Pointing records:
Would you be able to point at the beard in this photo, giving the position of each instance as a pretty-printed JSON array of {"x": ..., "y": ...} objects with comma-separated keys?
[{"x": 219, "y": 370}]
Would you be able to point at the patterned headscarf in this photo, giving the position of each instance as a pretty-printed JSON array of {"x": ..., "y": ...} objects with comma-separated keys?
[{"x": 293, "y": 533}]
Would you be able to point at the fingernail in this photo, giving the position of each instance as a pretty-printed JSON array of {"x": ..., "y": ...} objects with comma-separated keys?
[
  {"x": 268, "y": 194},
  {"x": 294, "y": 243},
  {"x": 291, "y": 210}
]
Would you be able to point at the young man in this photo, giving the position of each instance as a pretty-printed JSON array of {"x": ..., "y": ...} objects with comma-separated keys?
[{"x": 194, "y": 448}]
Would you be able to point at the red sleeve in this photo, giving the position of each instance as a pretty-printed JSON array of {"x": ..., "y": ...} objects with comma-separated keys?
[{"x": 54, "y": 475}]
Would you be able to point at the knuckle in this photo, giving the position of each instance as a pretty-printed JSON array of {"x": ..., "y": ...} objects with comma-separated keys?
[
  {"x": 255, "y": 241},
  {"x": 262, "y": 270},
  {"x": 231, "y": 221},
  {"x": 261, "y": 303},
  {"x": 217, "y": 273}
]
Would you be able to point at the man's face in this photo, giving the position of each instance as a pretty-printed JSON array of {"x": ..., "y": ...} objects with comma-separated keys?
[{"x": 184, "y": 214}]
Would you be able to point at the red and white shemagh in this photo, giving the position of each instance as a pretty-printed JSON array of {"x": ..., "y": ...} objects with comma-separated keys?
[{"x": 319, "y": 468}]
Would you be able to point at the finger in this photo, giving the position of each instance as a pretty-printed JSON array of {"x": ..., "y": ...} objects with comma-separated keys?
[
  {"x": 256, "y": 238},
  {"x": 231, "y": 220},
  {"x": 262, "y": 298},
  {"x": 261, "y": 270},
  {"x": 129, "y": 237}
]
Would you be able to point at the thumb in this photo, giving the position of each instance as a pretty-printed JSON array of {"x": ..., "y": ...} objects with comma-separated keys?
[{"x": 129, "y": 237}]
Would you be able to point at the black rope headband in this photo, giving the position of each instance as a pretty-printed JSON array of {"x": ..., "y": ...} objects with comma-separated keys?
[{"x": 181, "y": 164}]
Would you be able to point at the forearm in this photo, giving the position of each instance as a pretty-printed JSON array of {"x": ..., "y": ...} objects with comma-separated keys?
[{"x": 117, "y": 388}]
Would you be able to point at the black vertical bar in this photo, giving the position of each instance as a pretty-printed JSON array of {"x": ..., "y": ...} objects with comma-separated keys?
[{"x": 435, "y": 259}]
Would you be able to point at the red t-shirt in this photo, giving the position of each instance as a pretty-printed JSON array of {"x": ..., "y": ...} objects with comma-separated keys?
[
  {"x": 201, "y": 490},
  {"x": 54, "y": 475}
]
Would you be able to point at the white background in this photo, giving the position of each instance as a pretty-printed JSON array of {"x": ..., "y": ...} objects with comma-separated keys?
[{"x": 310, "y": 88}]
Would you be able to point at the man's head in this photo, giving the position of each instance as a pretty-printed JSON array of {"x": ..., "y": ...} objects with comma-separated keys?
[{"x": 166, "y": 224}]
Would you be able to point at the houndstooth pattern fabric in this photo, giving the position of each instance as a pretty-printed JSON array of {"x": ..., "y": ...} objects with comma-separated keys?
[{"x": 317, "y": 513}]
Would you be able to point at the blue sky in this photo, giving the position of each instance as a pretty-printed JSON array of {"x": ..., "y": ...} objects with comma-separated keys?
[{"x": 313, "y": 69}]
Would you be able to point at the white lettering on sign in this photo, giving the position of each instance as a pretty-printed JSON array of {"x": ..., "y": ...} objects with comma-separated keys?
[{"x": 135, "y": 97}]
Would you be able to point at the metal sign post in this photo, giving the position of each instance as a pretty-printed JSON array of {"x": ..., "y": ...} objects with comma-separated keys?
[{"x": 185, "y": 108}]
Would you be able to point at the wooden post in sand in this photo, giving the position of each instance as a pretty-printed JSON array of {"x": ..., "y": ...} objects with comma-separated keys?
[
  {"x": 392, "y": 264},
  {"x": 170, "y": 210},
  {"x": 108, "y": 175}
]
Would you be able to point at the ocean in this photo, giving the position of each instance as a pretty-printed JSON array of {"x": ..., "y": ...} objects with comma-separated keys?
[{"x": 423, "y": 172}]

* Requirement:
From the line containing "Would you be able to point at the blue" through the final line of the listing above, retype every line exactly; leave out everything else.

* Answer to this task:
Would you be able to point at the blue sky in this photo, giving the position of each instance as a pretty-printed JSON array of {"x": ..., "y": ...} objects with comma-separated keys?
[{"x": 313, "y": 69}]
Would you be able to point at the white lettering on sign in this photo, giving the position of each instance as a pretty-printed JSON array of {"x": ..., "y": ...} objects with comma-separated keys?
[{"x": 135, "y": 97}]
Would you be able to point at the metal sign post in this photo, giving the position of each instance as a pretty-printed JSON array of {"x": ..., "y": ...} objects with comma-separated keys?
[{"x": 185, "y": 108}]
Would you be able to point at the wooden post in sand in this photo, giving the position of each instance as a pretty-printed JSON array of {"x": ..., "y": ...} objects with comma-separated keys?
[
  {"x": 392, "y": 264},
  {"x": 170, "y": 210},
  {"x": 108, "y": 175}
]
Would you be able to point at the ocean in this photo, giving the position of each instance as a pretty-printed JSON array of {"x": ..., "y": ...} objects with comma-separated keys?
[{"x": 423, "y": 172}]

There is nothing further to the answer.